Recorded data:
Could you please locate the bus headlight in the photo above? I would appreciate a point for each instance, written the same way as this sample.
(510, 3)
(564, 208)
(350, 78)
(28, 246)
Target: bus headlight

WORK ITEM:
All the records above need to be set down again exactly as they were given.

ANSWER TO THE PROBLEM:
Could you please locate the bus headlight in the photo above? I would appreciate a point for each instance, written the same way as this sample.
(510, 3)
(564, 208)
(350, 78)
(28, 246)
Target: bus headlight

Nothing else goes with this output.